(Activity): Exactly the lines from the one containing "Query: white paneled door" through the final line of the data are to be written out again, with nothing added.

(Saved entries)
*** Begin section ***

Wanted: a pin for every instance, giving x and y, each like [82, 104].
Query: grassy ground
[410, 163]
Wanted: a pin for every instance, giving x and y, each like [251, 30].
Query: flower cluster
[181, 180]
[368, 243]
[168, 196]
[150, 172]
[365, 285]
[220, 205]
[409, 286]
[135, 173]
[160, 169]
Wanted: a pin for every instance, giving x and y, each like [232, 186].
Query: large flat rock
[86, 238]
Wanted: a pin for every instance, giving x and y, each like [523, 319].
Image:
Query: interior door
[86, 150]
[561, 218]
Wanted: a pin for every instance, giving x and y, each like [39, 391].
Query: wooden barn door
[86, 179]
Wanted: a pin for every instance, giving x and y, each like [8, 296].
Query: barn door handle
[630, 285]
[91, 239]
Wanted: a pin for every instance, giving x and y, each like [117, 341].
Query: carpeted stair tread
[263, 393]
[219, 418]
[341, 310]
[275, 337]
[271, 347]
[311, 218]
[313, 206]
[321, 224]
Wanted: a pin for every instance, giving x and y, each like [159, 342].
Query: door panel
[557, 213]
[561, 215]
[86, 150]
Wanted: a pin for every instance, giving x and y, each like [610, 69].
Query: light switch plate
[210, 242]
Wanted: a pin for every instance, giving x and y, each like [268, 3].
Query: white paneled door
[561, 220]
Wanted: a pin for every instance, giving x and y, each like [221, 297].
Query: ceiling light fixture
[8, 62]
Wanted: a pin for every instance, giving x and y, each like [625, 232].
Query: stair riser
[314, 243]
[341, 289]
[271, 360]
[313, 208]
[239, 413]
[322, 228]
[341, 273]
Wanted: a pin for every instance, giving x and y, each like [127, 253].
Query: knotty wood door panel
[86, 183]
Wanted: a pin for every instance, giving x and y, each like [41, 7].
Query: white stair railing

*** End section ***

(Answer area):
Query: white paneled door
[561, 220]
Wanted: a pin for every instance, giving x and y, each like [221, 297].
Query: ceiling light fixture
[8, 62]
Wanted: a pin for every instance, giving x and y, each like [625, 232].
Query: stair riser
[314, 243]
[341, 289]
[271, 360]
[313, 208]
[239, 413]
[322, 228]
[341, 273]
Wanted: a pin for every instance, giving x and y, each like [127, 253].
Query: knotty wood door panel
[86, 183]
Wanted: a pin for every instance, giving x and y, each like [41, 7].
Query: white stair railing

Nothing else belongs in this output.